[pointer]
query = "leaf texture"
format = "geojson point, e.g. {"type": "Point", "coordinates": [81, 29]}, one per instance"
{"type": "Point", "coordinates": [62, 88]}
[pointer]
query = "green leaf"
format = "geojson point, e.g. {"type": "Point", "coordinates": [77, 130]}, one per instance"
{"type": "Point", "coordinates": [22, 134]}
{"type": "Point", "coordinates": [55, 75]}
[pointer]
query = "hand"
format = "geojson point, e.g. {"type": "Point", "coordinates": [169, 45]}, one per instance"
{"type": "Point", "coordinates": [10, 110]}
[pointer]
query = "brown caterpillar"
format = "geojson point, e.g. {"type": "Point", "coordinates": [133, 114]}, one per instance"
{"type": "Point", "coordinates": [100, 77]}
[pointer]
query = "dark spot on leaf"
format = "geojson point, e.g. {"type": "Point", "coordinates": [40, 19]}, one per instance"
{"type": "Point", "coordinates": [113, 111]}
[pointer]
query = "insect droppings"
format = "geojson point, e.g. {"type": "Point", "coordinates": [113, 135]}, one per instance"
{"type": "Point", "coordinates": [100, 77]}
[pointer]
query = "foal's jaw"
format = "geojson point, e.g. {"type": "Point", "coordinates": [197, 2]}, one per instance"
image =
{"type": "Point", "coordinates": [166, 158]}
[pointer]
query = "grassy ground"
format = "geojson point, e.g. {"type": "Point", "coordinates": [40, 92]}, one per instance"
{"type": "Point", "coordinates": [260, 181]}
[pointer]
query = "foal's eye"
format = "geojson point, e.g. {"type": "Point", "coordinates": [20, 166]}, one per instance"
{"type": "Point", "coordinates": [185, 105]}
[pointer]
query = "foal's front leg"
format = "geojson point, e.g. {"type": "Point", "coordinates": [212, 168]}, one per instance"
════════════════
Please output the listing above exactly, every line included.

_Reply to the exercise_
[pointer]
query = "leaf texture"
format = "geojson point, e.g. {"type": "Point", "coordinates": [81, 29]}, one per instance"
{"type": "Point", "coordinates": [62, 88]}
[pointer]
query = "green leaf"
format = "geojson point, e.g. {"type": "Point", "coordinates": [77, 130]}, one per instance"
{"type": "Point", "coordinates": [22, 134]}
{"type": "Point", "coordinates": [55, 75]}
[pointer]
query = "hand"
format = "geojson point, e.g. {"type": "Point", "coordinates": [169, 45]}, one per instance"
{"type": "Point", "coordinates": [10, 110]}
[pointer]
query = "brown caterpillar"
format = "geojson point, e.g. {"type": "Point", "coordinates": [133, 114]}, one per instance"
{"type": "Point", "coordinates": [100, 77]}
[pointer]
query = "dark spot on leaf"
format = "geojson point, e.g. {"type": "Point", "coordinates": [40, 19]}, one per instance"
{"type": "Point", "coordinates": [113, 111]}
[pointer]
query = "insect droppings"
format = "geojson point, e.g. {"type": "Point", "coordinates": [113, 135]}, one per instance"
{"type": "Point", "coordinates": [100, 77]}
[pointer]
query = "foal's jaw"
format = "geojson point, e.g. {"type": "Point", "coordinates": [197, 2]}, one per instance"
image =
{"type": "Point", "coordinates": [166, 158]}
[pointer]
query = "grassy ground"
format = "geojson point, e.g. {"type": "Point", "coordinates": [40, 92]}, one per instance"
{"type": "Point", "coordinates": [260, 181]}
[pointer]
query = "foal's eye"
format = "geojson point, e.g. {"type": "Point", "coordinates": [20, 166]}, one per instance"
{"type": "Point", "coordinates": [185, 105]}
[pointer]
query = "foal's front leg"
format = "geojson point, e.g. {"type": "Point", "coordinates": [212, 168]}, one per instance"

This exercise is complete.